== Material ==

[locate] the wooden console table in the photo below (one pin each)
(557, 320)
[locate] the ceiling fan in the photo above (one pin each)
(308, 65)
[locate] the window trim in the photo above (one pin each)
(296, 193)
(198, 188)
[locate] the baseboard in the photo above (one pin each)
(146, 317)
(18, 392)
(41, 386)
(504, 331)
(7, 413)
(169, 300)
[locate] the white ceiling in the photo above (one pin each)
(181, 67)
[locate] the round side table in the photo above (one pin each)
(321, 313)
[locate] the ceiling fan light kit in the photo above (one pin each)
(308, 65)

===

## What this task involves
Copy out the stretch of the records from the line containing "[locate] the round" through the end of the records, keeping every line exactly the same.

## The result
[locate] the round side table in the photo above (one pin each)
(321, 313)
[locate] the ceiling fan light kit in the photo above (one pin each)
(308, 65)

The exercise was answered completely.